Introduction to Linear Regression

Linear regression is a fundamental statistical method used to study the relationship between two variables by fitting a straight line to a set of observed data points. This technique is widely used in machine learning and data analysis to make predictions and understand connections between variables.

In this article, we’ll explore the basics of linear regression and implement a simple algorithm to predict house prices and classify whether an object is a cat. We’ll also discuss how to improve the algorithm’s performance using normalization and gradient descent.

Linear Regression for House Price Prediction

We’ll start by implementing a naive linear regression algorithm to predict the monthly rent of an apartment based on its features. In this example, we use the number of rooms and square meters as the independent variables and the monthly rent as the dependent variable. Here’s the Python code for the implementation:

import numpy as np

# I took the data from the local online rent website
data = [
    # [
    #   number of rooms,
    #   square meters,
    #   price,
    # ]
    [3, 62, 798],
    [1, 35, 454],
    [2, 38, 615],
    [3, 100, 1474],
    [1, 37, 491],
    [2, 80, 921],
    [2, 82, 983],
    [2, 80, 1044],
    [3, 107, 1290],
    [2, 80, 1413],
]

# This function represents the linear equation we use to make predictions. It takes weights w, a bias b, and an input
# item, and calculates the prediction by multiplying the weights with the input and adding the bias.
def model(w, b, item):
    # Calculate the prediction using the linear equation: w * item + b. Note that both `w` and `item` are vectors,
    # but that doesn't matter as we can use dot product
    return np.dot(w, item) + b

# This function calculates how much the weights w and the bias b should be adjusted. It finds the difference between
# the predicted values and the actual values, called errors, and computes the gradient (or slope) for both w and b.

Rows of box annotation data
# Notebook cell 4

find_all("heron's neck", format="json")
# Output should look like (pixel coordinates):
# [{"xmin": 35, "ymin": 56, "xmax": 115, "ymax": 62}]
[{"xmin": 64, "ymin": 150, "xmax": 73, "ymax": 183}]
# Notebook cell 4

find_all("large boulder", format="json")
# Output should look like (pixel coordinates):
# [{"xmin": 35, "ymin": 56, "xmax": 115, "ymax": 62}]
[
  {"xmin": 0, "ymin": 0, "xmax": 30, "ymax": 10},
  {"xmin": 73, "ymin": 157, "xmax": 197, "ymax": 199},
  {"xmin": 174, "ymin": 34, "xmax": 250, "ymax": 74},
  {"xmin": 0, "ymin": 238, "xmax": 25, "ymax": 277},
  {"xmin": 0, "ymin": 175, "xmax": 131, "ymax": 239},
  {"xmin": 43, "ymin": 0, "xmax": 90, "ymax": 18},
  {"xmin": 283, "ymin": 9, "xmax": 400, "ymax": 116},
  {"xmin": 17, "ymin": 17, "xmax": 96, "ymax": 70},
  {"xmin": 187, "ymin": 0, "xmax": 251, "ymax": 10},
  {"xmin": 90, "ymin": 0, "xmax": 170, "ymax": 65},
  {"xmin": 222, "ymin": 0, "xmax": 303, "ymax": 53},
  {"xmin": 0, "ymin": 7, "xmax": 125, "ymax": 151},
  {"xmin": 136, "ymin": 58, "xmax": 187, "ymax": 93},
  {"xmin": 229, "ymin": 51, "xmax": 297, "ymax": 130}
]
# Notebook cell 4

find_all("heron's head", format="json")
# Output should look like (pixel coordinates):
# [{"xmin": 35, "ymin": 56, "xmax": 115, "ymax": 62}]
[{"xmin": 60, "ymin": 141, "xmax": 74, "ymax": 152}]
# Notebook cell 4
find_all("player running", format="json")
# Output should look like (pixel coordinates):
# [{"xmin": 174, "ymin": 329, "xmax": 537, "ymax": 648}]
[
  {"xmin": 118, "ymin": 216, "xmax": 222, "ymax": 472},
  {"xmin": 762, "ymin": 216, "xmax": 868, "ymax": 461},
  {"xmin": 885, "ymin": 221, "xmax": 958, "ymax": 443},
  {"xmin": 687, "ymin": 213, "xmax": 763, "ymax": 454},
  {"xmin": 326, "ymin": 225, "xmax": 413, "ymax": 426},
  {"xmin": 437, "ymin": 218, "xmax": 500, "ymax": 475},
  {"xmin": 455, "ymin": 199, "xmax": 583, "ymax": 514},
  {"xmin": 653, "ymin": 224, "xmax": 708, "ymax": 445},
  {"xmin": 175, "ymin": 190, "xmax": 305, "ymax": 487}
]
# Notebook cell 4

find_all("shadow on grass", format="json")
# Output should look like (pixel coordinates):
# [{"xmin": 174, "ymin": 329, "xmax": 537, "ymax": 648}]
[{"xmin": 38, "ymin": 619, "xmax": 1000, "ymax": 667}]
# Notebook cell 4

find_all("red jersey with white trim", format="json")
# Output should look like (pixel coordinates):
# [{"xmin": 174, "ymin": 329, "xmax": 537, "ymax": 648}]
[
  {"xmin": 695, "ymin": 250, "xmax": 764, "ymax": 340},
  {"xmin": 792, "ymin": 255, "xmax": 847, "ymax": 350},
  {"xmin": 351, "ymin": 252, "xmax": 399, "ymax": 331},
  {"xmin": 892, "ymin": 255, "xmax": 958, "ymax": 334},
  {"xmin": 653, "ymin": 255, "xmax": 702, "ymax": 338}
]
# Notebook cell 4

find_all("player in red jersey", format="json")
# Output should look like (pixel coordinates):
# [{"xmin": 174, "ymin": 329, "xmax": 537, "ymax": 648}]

• **Task set**
A – Answer these questions using the linear regression text:
(i) Which two techniques does the article say it will use to improve the algorithm's performance?
(ii) Which two features serve as the independent variables in the house price example?
(iii) In the `model` function, what is added to the dot product of `w` and `item`?
B – Retype the part of the linear regression text that opens with the words containing "Introduction to Linear" and closes with "connections between variables.", keeping every character unchanged.

• **The replies**
A –
(i) Normalization and gradient descent.
(ii) The number of rooms and square meters.
(iii) The bias `b`.

B –
Introduction to Linear Regression

Linear regression is a fundamental statistical method used to study the relationship between two variables by fitting a straight line to a set of observed data points. This technique is widely used in machine learning and data analysis to make predictions and understand connections between variables.